Note: The Table data type and the syntax for manipulating tables is built in to Pyret without needing any imports; however, using the Reducers or the functions in Advanced Table Manipulation require the import line above.
3.6.1 Creating Tables
A simple Table can be directly created with a table: expression, which lists any number of columns, with optional annotations, and then any number of rows. For example, this expression creates a table with three columns, name, age, and favorite-color, and three rows:
my-table = table: name :: String, age :: Number, favorite-color :: String row: "Bob", 12, "blue" row: "Alice", 17, "green" row: "Eve", 13, "red" end
Indeed, my-table is used as a running example in much of the following.
3.6.2 Loading Tables
Pyret supports loading spreadsheets from Google Sheets and interpreting them as Pyret tables.
Currently no public interface for creating additional sources beyond Google Sheets is supported.
You can import most relevant file types, including .xlsx, into Google Sheets, and then into Pyret, so you should be able to get almost any tabular data into Pyret with a little effort.
In Google Sheets, you create a file, referred to as a "spreadsheet" that contains one or more grids called "sheets." Excel refers to the file as a "workbook" and each grid as a "worksheet." We will follow Google Sheets’ nomenclature.
Pyret assumes each sheet contains only one table of neatly formatted data, without skipping columns or extra comments other than an optional single header row at the top.
As a simple and consistent example, let’s say we wanted to import the my-table data from a spreadsheet.

Coordinate annotation records:
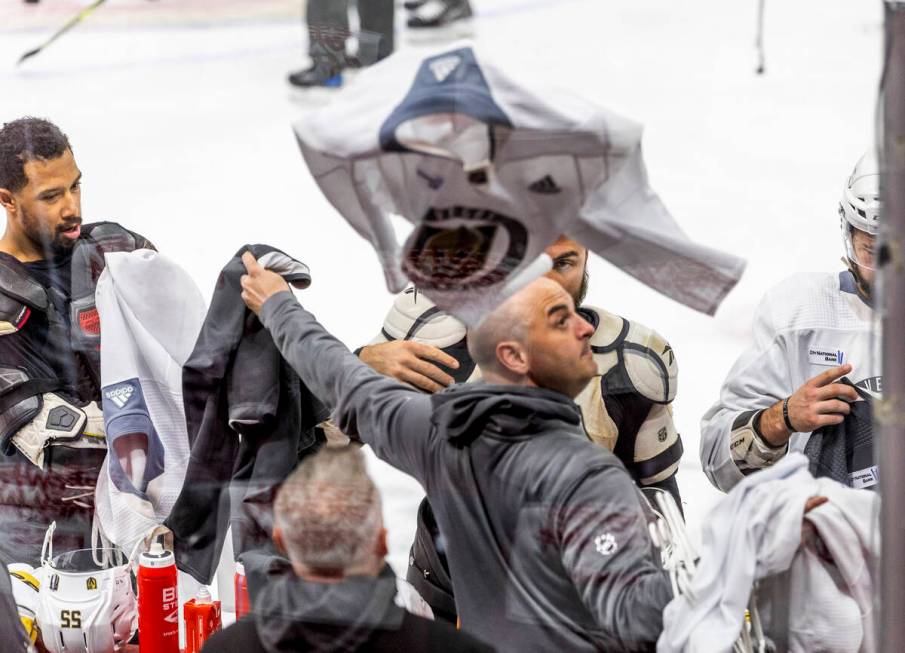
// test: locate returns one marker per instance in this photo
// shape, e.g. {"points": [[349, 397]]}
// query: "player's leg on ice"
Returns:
{"points": [[376, 39], [440, 18], [328, 30]]}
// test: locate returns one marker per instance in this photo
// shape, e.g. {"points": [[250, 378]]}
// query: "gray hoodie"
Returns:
{"points": [[548, 543]]}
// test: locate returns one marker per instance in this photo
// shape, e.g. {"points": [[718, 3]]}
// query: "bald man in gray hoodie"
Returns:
{"points": [[547, 535]]}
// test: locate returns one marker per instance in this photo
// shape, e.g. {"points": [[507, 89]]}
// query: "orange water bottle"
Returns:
{"points": [[202, 619], [158, 602]]}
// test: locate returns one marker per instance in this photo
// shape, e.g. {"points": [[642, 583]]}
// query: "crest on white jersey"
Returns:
{"points": [[120, 395], [827, 356], [444, 67]]}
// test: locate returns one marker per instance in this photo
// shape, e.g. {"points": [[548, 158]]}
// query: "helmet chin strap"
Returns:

• TASKS AND EXERCISES:
[1] Can you restate the part of the Pyret tables passage from "Currently no public" up to and including "Google Sheets’ nomenclature.", substituting "Google Drive" for "Google Sheets"?
[2] What are the column names of my-table in the Pyret tables passage?
[3] Answer these from the Pyret tables passage:
(a) What favorite color does my-table give for Eve?
(b) Which file type does the passage name as one that can be imported into Google Sheets?
(c) What does Excel call the file?
The records stand apart from the text and are unrelated to it.

• EXERCISE RESPONSES:
[1]
Currently no public interface for creating additional sources beyond Google Drive is supported.
You can import most relevant file types, including .xlsx, into Google Drive, and then into Pyret, so you should be able to get almost any tabular data into Pyret with a little effort.
In Google Drive, you create a file, referred to as a "spreadsheet" that contains one or more grids called "sheets." Excel refers to the file as a "workbook" and each grid as a "worksheet." We will follow Google Drive’ nomenclature.

[2] name, age, favorite-color

[3]
(a) Red
(b) .xlsx
(c) A "workbook"